(Saved data entries)
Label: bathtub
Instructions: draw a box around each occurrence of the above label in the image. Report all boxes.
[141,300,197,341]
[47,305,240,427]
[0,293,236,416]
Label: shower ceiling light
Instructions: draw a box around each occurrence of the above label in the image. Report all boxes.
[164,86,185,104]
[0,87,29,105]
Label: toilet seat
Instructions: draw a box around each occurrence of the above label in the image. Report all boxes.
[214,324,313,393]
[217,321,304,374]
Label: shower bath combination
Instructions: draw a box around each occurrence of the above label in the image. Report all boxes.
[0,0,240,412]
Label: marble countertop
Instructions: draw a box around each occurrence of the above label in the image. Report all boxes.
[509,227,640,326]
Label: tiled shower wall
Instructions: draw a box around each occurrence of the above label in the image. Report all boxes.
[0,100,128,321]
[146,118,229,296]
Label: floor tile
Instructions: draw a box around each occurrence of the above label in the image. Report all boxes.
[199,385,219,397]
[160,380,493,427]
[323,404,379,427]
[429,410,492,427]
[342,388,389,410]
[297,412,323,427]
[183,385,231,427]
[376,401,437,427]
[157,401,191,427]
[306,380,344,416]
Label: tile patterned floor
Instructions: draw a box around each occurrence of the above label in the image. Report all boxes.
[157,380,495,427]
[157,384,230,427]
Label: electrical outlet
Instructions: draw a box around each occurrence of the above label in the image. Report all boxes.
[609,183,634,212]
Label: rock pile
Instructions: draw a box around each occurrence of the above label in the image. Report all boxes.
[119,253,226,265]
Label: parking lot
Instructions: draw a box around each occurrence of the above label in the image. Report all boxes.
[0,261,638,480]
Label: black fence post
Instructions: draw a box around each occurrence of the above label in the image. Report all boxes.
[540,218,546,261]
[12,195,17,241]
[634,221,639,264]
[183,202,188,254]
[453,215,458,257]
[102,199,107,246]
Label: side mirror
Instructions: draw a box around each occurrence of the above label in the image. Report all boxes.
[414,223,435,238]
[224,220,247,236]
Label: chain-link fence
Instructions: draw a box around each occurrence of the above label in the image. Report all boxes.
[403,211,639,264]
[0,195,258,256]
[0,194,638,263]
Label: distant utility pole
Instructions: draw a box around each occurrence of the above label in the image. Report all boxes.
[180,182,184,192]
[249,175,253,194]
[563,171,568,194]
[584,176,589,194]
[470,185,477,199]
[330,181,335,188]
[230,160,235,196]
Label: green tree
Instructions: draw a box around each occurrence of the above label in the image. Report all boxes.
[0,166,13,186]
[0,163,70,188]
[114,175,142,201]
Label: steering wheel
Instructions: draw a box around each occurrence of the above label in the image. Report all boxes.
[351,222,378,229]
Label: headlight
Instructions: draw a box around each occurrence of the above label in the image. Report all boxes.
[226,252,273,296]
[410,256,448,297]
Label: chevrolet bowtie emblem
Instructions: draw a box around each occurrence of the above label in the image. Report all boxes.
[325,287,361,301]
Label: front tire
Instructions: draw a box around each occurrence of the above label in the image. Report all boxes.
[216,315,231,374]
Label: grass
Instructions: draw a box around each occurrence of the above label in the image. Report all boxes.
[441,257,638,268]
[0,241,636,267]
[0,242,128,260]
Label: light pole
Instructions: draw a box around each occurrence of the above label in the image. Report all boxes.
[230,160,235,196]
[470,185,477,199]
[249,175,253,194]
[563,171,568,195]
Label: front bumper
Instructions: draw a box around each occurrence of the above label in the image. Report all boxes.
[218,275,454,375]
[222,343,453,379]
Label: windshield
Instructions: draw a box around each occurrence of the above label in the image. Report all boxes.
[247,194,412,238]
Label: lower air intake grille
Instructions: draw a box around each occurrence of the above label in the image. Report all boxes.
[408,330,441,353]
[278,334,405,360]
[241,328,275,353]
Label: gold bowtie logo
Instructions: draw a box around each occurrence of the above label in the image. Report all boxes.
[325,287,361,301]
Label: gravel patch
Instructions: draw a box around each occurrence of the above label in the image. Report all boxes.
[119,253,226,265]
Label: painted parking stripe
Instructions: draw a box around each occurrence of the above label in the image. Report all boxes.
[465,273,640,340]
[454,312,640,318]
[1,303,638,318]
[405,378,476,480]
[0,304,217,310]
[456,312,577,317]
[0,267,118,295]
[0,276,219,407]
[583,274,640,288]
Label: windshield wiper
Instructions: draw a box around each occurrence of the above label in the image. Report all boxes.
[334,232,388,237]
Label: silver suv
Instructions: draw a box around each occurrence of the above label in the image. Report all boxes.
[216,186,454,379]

Activity:
Reproduce the entries above exactly, starting at their first line and finishing with the line that contains "Label: tiled shower wall".

Your response:
Label: bathtub
Instructions: draw a box around each occurrence of the above label in the image. Report all boxes.
[141,300,197,341]
[47,305,240,427]
[0,293,236,416]
Label: shower ceiling light
Instructions: draw a box around each occurrence of the above label in the image. Report all boxes.
[164,86,185,104]
[0,87,29,105]
Label: toilet seat
Instructions: draw a box around each occurrence of the above label in the image. Report all boxes.
[214,324,313,393]
[217,321,304,374]
Label: shower bath combination
Instructions: draw a box around each occurrence of the above label in the image. Report all boxes.
[0,0,240,412]
Label: marble countertop
Instructions: draw a box around each occurrence of the above label in the image. Report all boxes.
[509,227,640,326]
Label: tiled shower wall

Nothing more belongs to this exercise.